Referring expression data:
++++++

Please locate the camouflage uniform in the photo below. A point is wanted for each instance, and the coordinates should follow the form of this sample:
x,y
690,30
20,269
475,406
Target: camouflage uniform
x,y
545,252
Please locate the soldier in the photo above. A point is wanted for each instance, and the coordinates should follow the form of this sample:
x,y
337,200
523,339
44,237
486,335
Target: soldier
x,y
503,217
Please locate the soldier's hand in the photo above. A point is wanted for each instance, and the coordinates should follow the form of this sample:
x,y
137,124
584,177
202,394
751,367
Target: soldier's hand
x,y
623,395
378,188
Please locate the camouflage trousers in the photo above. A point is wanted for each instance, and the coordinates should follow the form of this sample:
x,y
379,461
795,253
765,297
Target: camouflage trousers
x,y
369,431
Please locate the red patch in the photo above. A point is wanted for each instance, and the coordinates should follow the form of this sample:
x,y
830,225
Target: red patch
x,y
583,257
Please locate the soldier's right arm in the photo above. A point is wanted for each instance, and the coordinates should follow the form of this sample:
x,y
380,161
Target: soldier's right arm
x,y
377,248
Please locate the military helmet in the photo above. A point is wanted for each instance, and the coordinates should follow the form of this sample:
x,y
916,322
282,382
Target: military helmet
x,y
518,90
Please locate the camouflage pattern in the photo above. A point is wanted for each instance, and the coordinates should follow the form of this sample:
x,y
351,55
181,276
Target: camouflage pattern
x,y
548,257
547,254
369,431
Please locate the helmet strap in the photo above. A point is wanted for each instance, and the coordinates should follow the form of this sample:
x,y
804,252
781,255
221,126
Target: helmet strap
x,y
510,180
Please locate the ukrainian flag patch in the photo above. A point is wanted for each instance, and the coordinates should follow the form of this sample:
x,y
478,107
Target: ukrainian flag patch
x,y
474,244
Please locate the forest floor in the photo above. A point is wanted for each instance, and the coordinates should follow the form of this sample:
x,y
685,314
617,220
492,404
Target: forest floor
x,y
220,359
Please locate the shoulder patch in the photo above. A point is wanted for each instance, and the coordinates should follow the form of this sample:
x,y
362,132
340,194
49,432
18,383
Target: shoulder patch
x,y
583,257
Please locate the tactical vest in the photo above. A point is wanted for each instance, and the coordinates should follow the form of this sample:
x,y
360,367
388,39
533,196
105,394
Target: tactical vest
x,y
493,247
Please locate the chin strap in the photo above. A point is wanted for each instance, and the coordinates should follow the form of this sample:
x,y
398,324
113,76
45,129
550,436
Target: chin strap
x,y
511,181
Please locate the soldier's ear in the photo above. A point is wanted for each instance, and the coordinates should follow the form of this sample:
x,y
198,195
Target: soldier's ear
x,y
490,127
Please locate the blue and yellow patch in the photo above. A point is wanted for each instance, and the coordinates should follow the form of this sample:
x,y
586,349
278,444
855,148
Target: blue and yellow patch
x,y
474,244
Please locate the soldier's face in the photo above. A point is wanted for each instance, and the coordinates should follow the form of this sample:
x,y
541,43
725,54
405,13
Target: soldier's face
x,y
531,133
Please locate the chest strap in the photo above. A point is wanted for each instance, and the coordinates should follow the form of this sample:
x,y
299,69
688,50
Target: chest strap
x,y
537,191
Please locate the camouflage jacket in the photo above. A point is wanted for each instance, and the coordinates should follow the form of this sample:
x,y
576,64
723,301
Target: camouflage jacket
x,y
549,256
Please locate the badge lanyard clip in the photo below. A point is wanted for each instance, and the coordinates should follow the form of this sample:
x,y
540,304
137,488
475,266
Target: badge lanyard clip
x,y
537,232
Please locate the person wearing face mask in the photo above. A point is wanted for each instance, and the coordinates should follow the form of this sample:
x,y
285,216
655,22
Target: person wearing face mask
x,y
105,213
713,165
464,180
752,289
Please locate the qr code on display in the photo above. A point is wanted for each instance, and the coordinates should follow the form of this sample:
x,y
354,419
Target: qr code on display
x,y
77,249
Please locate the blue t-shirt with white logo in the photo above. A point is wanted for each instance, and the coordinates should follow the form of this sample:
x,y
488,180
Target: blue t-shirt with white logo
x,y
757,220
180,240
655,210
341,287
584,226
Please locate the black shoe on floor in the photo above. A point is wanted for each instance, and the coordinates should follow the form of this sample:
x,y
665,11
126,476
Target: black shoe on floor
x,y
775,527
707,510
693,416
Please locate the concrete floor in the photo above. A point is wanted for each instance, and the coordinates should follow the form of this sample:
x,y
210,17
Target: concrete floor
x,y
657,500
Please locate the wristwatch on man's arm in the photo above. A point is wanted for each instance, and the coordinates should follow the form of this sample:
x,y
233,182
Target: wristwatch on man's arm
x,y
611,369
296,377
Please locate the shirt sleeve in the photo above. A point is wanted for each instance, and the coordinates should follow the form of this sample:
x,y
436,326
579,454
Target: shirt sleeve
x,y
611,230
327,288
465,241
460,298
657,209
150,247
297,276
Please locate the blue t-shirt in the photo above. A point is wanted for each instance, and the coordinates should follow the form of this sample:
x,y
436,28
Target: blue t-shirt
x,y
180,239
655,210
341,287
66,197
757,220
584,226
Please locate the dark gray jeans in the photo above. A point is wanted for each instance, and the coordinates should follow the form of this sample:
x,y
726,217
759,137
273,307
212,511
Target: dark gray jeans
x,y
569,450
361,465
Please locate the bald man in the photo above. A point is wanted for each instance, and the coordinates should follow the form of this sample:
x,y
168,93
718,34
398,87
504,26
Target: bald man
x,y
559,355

++++++

• _What you will do_
Go through the data and retype all of it exactly.

• _Response for this exercise_
Please locate the camouflage uniform in the photo below. A point is wanted for each instance, and the coordinates should follow the form of this sample:
x,y
690,30
20,269
475,406
Target: camouflage uniform
x,y
545,252
Please locate the soldier in the photo above. A point is wanted for each instance, and the coordinates should follow the form of this sample:
x,y
337,200
523,339
44,237
486,335
Target: soldier
x,y
503,217
Please locate the soldier's hand in the photo above. A point is wanted for each instance, and the coordinates should follow the form of this sample:
x,y
137,124
584,177
202,394
751,367
Target: soldier's hand
x,y
623,395
378,188
Please locate the camouflage trousers in the photo above. A point is wanted for each instance, and the coordinates should follow the form of this sample:
x,y
379,461
795,253
765,297
Target: camouflage trousers
x,y
369,431
Please locate the red patch in the photo above. A point is wanted for each instance, and the coordinates should follow the form of this sample:
x,y
830,225
Target: red patch
x,y
583,257
Please locate the soldier's right arm in the photo above. A point is wanted for each instance, and the coordinates should follow the form of this sample:
x,y
380,161
Target: soldier's right arm
x,y
377,248
Please locate the military helmet in the photo above. A point is wanted for each instance, and the coordinates should follow the form of this sample:
x,y
916,322
282,382
Target: military helmet
x,y
518,90
Please locate the camouflage pattern in the photo above. A point is wanted for each instance, and the coordinates should follow the form of this sample:
x,y
351,55
181,276
Target: camouflage pattern
x,y
548,257
547,254
369,431
Please locate the helmet strap in the photo above. A point is wanted for each instance, and the coordinates should follow the form of this sample:
x,y
804,252
781,255
221,126
Target: helmet strap
x,y
510,180
Please locate the ukrainian flag patch in the photo above. A point is wanted for each instance, and the coordinates should follow the form of this sample:
x,y
478,107
Target: ukrainian flag patch
x,y
474,244
Please locate the forest floor in the photo above. A point is wanted for each instance, and the coordinates should follow the form of this sample:
x,y
685,314
617,220
492,404
Target: forest floor
x,y
220,359
Please locate the shoulder patch in the photo above. A point is wanted for each instance, and the coordinates should follow the form of this sample:
x,y
362,132
340,194
49,432
18,383
Target: shoulder patch
x,y
583,257
Please locate the tactical vest in the photo above. A point is wanted for each instance, and the coordinates should follow the form of this sample:
x,y
360,367
388,39
533,196
105,394
Target: tactical vest
x,y
493,247
Please locate the chin strap in the photo above. A point is wanted for each instance, and the coordinates should follow the form of this sample:
x,y
398,324
113,76
45,129
550,436
Target: chin strap
x,y
511,181
Please locate the soldier's ear in the photo above. A point is wanted for each instance, and the coordinates should follow the form of this sample:
x,y
198,195
Target: soldier's ear
x,y
490,127
Please locate the blue and yellow patch in the photo above. A point is wanted for each instance, and the coordinates should follow the form of this sample:
x,y
586,349
278,444
855,148
Target: blue and yellow patch
x,y
474,244
Please locate the soldier's face in the photo above. A point is wanted for each instance, and the coordinates should follow the form of this sample:
x,y
541,43
725,54
405,13
Target: soldier's face
x,y
531,133
Please locate the chest strap in the photo above. A point is wanted for each instance, and the coordinates should follow the form of this sample:
x,y
299,69
688,50
Target: chest strap
x,y
537,191
Please locate the camouflage jacket in the photo above. A point is wanted for each instance, and the coordinates should follow the form of this sample:
x,y
576,64
723,301
Target: camouflage jacket
x,y
549,256
Please locate the badge lanyard clip in the photo below. A point is wanted for each instance, and the coordinates should follow the form of this sample:
x,y
540,304
137,488
475,266
Target: badge lanyard clip
x,y
537,232
Please locate the person wearing face mask in the photo above. A point is wanted for each instance, and the coordinates should follow the form of this sample:
x,y
285,216
655,22
Target: person wearing face mask
x,y
105,213
713,165
464,180
752,289
Please locate the qr code on display in the photo above. A point is wanted for each instance, and the coordinates should follow the form of this sample:
x,y
354,419
Target: qr code on display
x,y
77,249
Please locate the blue t-shirt with white logo in the photo above. A point is wanted for each instance, and the coordinates should follow the form of this sample:
x,y
488,180
Target: blue t-shirt with white logo
x,y
757,220
180,240
655,210
341,287
584,226
Please locate the black shoe on floor in the photo above. A point is wanted for each instance, and the coordinates should follow the form of this sample:
x,y
665,11
126,476
Target: black shoe on floor
x,y
775,527
707,510
693,416
Please locate the concrete floor in the photo above. A point is wanted for each instance, and the coordinates should follow the form of this sample:
x,y
210,17
Target: concrete floor
x,y
657,500
Please locate the wristwatch on man's arm in the photo above. A point is wanted for each instance, and the coordinates should follow the form of this sample:
x,y
233,182
Target: wristwatch on man's arm
x,y
611,369
296,377
Please locate the shirt sleeve in the photo above. A point is wanted for each instance, and the coordinates should follow the form of this sample:
x,y
436,326
579,454
Target: shirt sleeve
x,y
611,230
327,288
465,241
460,298
657,209
150,247
297,276
Please locate the blue t-shirt in the photo above. A point is wanted for each instance, and the coordinates should follow the form of this sample:
x,y
436,28
Target: blue t-shirt
x,y
180,239
655,210
341,287
66,197
757,220
584,226
Please locate the dark gray jeans in the photo above. A point is wanted for each instance, and the coordinates should follow the form of this sample:
x,y
726,217
759,137
273,307
212,511
Target: dark gray jeans
x,y
569,450
361,465
Please locate the bald man in the photo above. A point is wanted for each instance, and the coordinates should follow the form of this sample:
x,y
168,93
718,34
398,87
504,26
Target: bald man
x,y
559,355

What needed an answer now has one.